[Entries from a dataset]
Start of Block

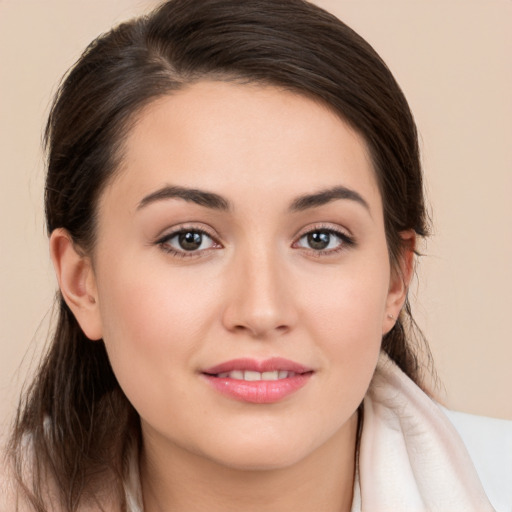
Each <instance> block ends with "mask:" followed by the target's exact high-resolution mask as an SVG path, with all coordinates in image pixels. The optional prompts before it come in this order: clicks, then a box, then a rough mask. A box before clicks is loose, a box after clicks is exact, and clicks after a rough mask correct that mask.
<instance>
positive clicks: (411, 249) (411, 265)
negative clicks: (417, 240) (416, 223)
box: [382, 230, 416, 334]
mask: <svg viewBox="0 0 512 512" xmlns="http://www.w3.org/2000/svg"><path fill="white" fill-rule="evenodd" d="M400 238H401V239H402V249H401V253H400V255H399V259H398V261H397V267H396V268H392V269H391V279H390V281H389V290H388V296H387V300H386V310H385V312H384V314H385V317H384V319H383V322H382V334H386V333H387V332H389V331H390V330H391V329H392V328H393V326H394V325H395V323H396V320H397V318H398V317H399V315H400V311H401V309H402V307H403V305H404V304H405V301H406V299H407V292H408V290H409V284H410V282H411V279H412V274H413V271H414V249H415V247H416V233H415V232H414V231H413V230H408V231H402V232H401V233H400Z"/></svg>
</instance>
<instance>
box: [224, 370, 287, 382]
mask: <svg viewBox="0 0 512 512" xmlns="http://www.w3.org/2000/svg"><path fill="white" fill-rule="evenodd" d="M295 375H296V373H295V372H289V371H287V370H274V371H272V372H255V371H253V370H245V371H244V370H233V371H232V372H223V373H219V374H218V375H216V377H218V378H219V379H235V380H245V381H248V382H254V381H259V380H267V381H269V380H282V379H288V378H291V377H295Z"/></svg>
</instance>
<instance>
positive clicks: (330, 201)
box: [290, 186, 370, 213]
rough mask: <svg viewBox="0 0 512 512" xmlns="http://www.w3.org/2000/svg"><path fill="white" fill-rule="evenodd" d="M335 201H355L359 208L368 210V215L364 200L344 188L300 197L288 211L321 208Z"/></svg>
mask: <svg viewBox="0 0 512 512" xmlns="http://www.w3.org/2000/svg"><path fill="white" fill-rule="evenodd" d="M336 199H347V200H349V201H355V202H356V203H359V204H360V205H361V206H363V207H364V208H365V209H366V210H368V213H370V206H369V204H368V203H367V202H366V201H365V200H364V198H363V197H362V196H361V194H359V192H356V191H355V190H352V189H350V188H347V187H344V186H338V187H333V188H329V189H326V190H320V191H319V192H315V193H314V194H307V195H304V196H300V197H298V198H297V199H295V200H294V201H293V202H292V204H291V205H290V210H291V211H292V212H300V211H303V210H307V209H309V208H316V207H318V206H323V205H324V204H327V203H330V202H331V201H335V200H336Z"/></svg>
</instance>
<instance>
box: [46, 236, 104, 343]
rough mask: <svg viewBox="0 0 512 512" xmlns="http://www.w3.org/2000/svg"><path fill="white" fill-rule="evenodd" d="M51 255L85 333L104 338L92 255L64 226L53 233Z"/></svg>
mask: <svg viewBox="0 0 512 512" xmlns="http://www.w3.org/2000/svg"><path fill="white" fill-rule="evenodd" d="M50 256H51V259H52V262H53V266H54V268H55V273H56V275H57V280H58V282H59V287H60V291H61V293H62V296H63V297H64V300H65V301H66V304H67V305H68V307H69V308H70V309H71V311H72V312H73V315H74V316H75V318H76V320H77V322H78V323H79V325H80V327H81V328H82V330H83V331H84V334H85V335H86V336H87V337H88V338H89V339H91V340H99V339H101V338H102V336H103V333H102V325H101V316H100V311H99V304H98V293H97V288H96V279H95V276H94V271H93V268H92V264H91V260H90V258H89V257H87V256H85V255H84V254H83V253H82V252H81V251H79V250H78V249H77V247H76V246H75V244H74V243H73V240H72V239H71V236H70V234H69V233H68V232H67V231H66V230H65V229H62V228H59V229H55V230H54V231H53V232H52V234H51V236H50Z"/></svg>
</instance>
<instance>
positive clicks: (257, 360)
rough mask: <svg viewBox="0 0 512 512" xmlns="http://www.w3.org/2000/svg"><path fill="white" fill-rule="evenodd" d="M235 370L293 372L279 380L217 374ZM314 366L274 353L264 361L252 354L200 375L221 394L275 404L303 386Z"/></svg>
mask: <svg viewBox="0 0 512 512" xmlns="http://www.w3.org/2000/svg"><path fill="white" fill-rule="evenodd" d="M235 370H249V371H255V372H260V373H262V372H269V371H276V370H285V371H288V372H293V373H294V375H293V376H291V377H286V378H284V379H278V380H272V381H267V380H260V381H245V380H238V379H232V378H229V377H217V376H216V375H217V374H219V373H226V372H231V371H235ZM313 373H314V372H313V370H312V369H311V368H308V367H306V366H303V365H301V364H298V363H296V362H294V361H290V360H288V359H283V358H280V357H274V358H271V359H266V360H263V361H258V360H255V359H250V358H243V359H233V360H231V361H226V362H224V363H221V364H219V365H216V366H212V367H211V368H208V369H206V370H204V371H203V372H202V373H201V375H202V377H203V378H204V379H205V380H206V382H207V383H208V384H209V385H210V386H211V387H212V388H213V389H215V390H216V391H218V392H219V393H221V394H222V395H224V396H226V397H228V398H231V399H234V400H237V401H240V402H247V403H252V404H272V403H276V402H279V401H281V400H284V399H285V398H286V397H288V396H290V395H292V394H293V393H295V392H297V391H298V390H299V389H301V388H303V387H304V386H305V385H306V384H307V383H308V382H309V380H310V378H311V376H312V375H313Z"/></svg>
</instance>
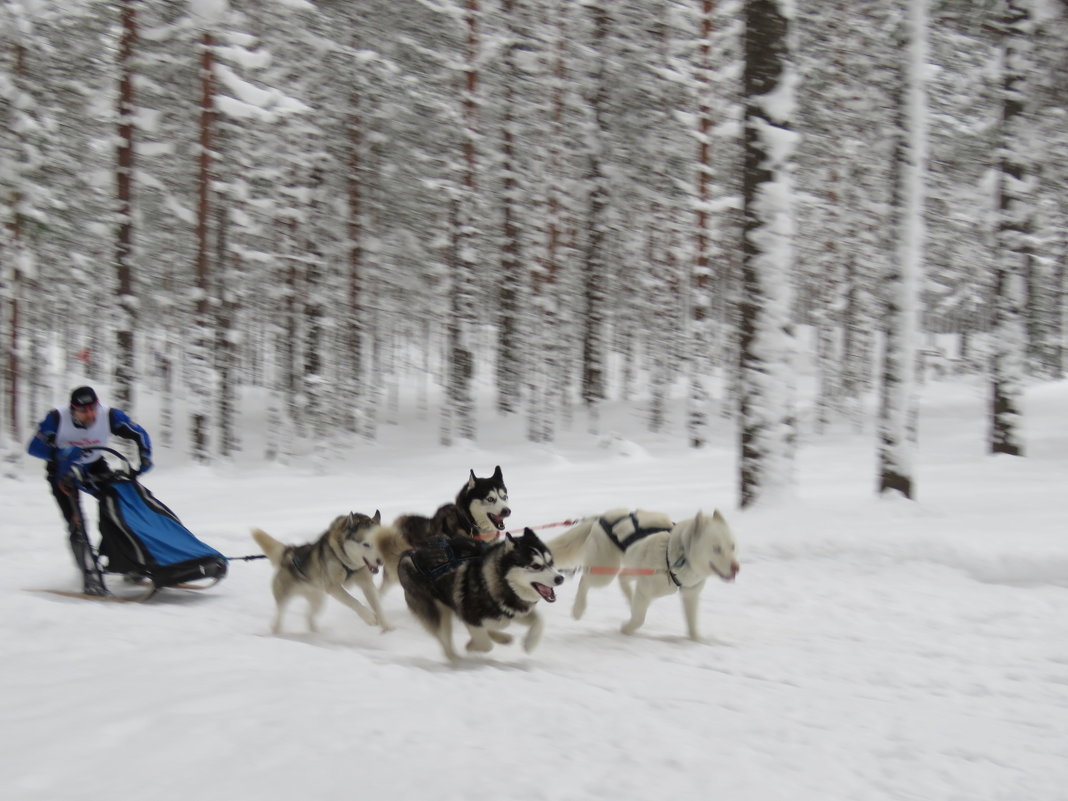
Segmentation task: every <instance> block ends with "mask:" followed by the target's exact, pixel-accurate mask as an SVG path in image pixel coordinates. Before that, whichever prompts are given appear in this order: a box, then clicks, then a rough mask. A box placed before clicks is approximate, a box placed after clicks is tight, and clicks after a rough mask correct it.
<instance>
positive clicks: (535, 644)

End of Block

Reproduce the lines verbatim, starting at the beginning of the entries and ending at the line that contains "box: [382, 230, 416, 334]", with both ends included. Omit the pictures from the output.

• Expected output
Each <instance> block ends with "mask:" followed by the target's exact high-resolution mask as an SVG path, with all coordinates in image pixels. The optional prompts before it come in this order: clicks, then a box, then a rough mask. A box before clicks is loose, a box after clicks is exact, and clicks after a rough mask correct that mask.
<instance>
positive clicks: (411, 249) (411, 265)
negative clicks: (417, 240) (416, 223)
box: [382, 230, 416, 334]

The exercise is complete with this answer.